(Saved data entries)
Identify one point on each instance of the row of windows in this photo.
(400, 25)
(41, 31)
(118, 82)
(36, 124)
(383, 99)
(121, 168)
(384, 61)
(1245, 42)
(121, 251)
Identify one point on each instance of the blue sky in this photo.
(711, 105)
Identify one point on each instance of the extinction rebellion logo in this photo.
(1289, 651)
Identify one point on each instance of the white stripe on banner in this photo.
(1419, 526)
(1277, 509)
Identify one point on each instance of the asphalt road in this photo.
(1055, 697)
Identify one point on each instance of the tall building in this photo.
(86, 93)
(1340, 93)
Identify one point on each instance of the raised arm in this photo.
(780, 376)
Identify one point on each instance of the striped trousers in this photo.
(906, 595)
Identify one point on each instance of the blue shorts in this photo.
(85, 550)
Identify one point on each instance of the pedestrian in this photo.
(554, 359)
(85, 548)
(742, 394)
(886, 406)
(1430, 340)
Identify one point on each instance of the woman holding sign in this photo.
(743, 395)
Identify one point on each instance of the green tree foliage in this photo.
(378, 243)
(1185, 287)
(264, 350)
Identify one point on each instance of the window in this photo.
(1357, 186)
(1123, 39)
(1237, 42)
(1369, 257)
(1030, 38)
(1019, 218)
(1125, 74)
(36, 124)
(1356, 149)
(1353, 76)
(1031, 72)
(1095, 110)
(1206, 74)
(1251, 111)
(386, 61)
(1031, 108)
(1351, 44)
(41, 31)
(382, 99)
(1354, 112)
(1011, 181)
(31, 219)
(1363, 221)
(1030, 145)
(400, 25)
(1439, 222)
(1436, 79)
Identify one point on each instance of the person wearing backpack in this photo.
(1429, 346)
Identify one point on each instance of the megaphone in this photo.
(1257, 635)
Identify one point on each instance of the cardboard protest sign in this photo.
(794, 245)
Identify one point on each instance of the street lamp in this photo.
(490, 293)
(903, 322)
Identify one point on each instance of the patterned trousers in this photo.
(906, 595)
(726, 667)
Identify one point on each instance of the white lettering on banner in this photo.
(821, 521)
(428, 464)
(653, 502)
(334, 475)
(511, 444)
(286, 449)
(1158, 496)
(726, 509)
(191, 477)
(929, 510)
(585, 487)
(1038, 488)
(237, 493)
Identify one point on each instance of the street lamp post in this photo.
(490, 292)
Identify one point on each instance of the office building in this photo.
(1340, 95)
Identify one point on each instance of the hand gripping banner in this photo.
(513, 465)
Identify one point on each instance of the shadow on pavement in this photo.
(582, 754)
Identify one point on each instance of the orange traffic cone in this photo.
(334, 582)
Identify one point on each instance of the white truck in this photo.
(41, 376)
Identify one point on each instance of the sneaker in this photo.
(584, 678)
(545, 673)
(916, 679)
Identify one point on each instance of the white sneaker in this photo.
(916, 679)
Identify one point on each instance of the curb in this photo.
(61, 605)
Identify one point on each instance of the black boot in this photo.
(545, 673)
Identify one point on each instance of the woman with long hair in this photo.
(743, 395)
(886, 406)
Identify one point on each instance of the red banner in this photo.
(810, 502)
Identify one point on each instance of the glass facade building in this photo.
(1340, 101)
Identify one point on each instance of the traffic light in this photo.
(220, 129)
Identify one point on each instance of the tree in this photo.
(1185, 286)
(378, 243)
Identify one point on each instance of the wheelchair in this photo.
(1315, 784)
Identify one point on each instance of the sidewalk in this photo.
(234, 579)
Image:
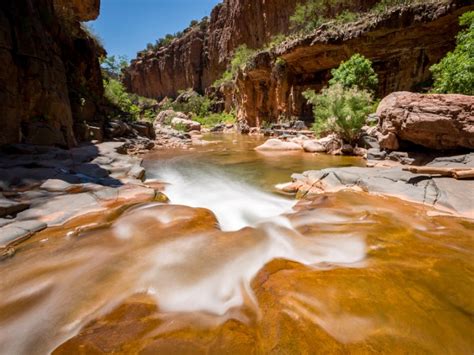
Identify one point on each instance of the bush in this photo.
(275, 41)
(240, 58)
(113, 66)
(195, 104)
(128, 105)
(212, 119)
(307, 16)
(340, 110)
(346, 16)
(357, 71)
(455, 72)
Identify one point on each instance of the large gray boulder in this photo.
(434, 121)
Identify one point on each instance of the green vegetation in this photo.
(194, 104)
(241, 57)
(113, 66)
(199, 107)
(275, 41)
(343, 107)
(311, 14)
(340, 110)
(124, 104)
(455, 72)
(92, 34)
(357, 71)
(308, 16)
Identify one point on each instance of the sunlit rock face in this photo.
(328, 279)
(402, 45)
(164, 278)
(201, 56)
(51, 78)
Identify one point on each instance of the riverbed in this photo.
(231, 266)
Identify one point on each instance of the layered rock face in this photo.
(51, 82)
(402, 45)
(433, 121)
(200, 57)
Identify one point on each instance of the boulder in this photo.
(278, 145)
(185, 124)
(313, 146)
(438, 122)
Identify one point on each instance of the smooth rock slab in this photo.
(19, 231)
(445, 194)
(8, 207)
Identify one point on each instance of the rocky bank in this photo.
(51, 84)
(201, 55)
(45, 186)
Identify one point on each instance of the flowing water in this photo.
(229, 266)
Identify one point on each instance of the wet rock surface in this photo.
(47, 186)
(446, 194)
(440, 122)
(384, 301)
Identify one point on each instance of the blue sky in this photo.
(126, 26)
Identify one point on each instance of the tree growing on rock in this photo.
(355, 72)
(343, 107)
(455, 72)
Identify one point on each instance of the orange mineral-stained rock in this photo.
(383, 303)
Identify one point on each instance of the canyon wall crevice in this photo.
(402, 44)
(51, 83)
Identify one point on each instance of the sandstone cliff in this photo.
(402, 45)
(200, 57)
(51, 82)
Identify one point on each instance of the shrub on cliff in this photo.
(340, 110)
(240, 58)
(113, 66)
(455, 72)
(355, 72)
(343, 107)
(193, 103)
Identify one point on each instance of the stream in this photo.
(231, 266)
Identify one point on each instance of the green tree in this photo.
(340, 110)
(357, 71)
(455, 72)
(240, 58)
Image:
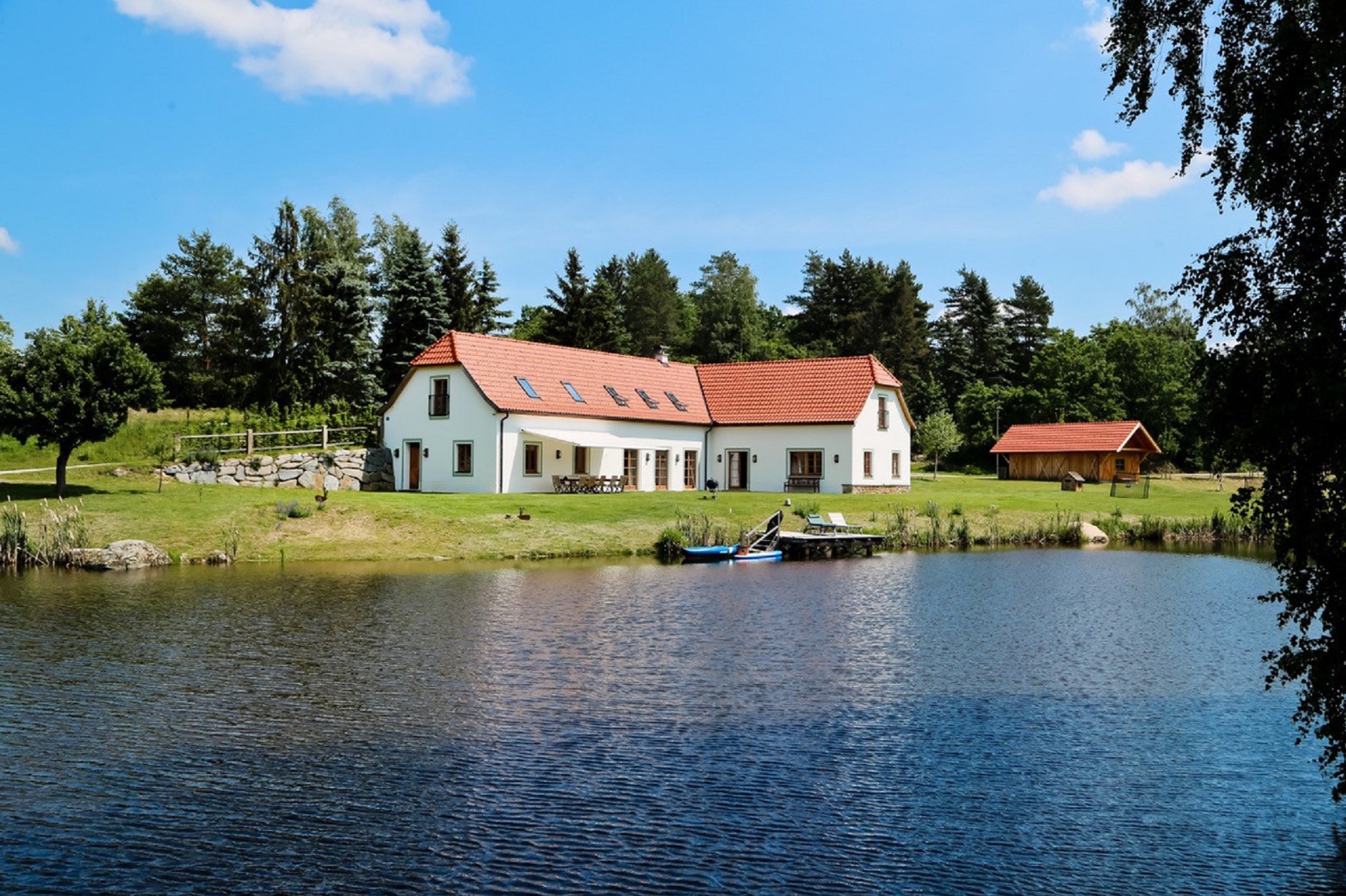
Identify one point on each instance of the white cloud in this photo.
(360, 47)
(1091, 144)
(1100, 27)
(1099, 190)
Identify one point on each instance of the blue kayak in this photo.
(711, 553)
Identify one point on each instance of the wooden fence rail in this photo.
(249, 442)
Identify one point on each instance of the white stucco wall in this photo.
(470, 419)
(604, 461)
(473, 420)
(843, 448)
(884, 443)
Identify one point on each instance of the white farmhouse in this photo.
(492, 415)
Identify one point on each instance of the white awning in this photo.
(591, 439)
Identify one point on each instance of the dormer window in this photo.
(528, 388)
(439, 397)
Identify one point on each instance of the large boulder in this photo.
(130, 553)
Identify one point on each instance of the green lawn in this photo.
(197, 520)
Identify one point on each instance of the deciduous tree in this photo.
(938, 436)
(76, 383)
(1260, 84)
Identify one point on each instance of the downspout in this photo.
(500, 456)
(706, 453)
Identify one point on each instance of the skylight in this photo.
(528, 388)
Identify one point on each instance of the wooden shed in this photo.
(1097, 451)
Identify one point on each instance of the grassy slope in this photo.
(195, 520)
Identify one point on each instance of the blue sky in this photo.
(965, 132)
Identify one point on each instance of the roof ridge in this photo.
(560, 348)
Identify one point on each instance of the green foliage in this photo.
(938, 435)
(854, 307)
(728, 315)
(177, 316)
(655, 313)
(76, 384)
(669, 544)
(206, 455)
(1266, 104)
(292, 509)
(49, 541)
(973, 343)
(412, 295)
(582, 316)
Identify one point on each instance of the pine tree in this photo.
(656, 314)
(412, 300)
(580, 316)
(971, 335)
(458, 280)
(278, 280)
(177, 315)
(728, 315)
(1027, 324)
(489, 318)
(900, 327)
(342, 348)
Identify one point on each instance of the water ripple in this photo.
(1010, 723)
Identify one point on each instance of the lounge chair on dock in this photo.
(839, 524)
(815, 523)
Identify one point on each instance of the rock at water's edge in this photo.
(120, 555)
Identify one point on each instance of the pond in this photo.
(1002, 722)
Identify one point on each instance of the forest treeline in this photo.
(322, 314)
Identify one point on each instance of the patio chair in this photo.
(815, 523)
(839, 524)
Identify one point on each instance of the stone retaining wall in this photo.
(340, 470)
(874, 490)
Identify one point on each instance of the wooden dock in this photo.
(798, 545)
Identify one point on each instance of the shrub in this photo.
(292, 510)
(669, 544)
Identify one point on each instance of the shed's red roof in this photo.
(1076, 438)
(496, 364)
(808, 391)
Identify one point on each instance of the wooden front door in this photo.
(412, 450)
(738, 472)
(661, 470)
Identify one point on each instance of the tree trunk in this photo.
(62, 458)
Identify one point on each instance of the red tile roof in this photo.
(1076, 438)
(814, 391)
(811, 391)
(494, 364)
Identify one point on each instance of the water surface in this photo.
(1006, 722)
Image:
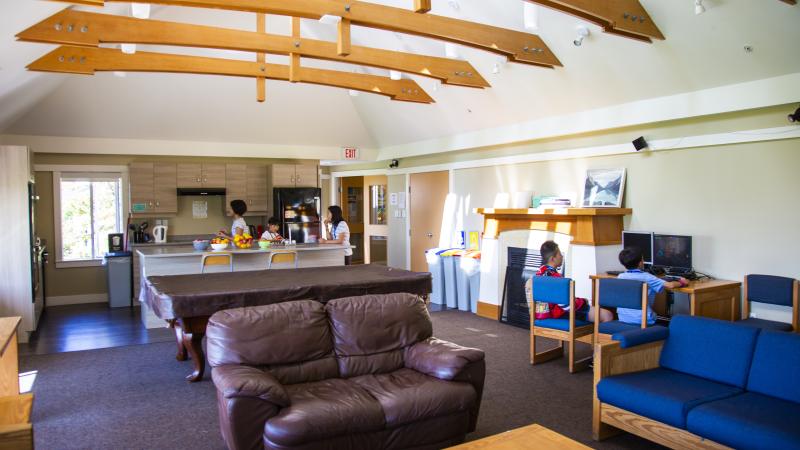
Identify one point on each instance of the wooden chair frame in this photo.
(272, 256)
(795, 304)
(566, 337)
(599, 337)
(214, 259)
(609, 420)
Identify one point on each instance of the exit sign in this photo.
(350, 153)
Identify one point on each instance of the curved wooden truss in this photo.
(92, 29)
(517, 46)
(86, 60)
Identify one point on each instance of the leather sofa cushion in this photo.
(283, 333)
(407, 396)
(661, 394)
(322, 410)
(368, 329)
(709, 348)
(748, 421)
(776, 366)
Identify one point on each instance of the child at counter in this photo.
(239, 226)
(271, 233)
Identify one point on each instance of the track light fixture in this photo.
(698, 7)
(583, 33)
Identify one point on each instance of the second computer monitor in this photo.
(672, 251)
(642, 240)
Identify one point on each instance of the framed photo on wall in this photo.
(603, 188)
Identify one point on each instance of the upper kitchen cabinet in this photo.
(294, 175)
(248, 183)
(153, 188)
(197, 175)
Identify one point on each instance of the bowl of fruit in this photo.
(243, 240)
(218, 244)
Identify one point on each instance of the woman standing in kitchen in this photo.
(239, 226)
(337, 231)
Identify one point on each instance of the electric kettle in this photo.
(160, 234)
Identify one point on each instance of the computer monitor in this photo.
(641, 239)
(672, 251)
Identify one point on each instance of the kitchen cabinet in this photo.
(153, 188)
(248, 183)
(294, 175)
(191, 175)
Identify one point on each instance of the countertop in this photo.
(188, 250)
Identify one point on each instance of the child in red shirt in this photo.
(552, 257)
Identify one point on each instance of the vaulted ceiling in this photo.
(699, 52)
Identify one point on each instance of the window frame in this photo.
(120, 171)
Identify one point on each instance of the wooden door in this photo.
(283, 175)
(427, 196)
(141, 186)
(256, 186)
(235, 184)
(189, 175)
(306, 175)
(165, 191)
(213, 175)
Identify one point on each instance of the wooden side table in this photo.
(528, 437)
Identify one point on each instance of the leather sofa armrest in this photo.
(441, 359)
(234, 381)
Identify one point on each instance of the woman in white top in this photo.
(239, 226)
(337, 231)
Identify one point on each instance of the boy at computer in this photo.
(552, 258)
(633, 260)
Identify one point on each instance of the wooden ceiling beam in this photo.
(105, 28)
(626, 18)
(517, 46)
(87, 61)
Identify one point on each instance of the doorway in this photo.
(427, 194)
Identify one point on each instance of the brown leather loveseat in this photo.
(355, 373)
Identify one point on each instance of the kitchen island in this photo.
(184, 260)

- Description of the task:
From the line containing "Identify one point on each instance of the window frame" to the last line of the data above, copy each line exactly and add nothing.

- Exercise result:
Identify one point on each instance of the window frame in this photo.
(120, 171)
Identify one point on each instance of the wooden door in this photo.
(283, 175)
(427, 196)
(141, 186)
(256, 186)
(235, 184)
(189, 175)
(306, 175)
(165, 191)
(213, 175)
Identify one point on each instance of the wooden side table in this photo.
(528, 437)
Identify one point on each instance of the leather sofa armrest in this photo.
(441, 359)
(234, 381)
Identify one point on each instance of the woman in white top in this photo.
(239, 226)
(337, 231)
Identify one point on each instance of the boy at computer in this photo.
(552, 258)
(633, 260)
Identify one point on each instance of the wooden ceiling beam in this photo.
(105, 28)
(626, 18)
(517, 46)
(87, 61)
Identify one point on each instance of the doorway in this photo.
(427, 194)
Identify one point on each instance of the brown leather loveseat in this photo.
(355, 373)
Identify one point on each instance of the kitchen island in this photo.
(184, 260)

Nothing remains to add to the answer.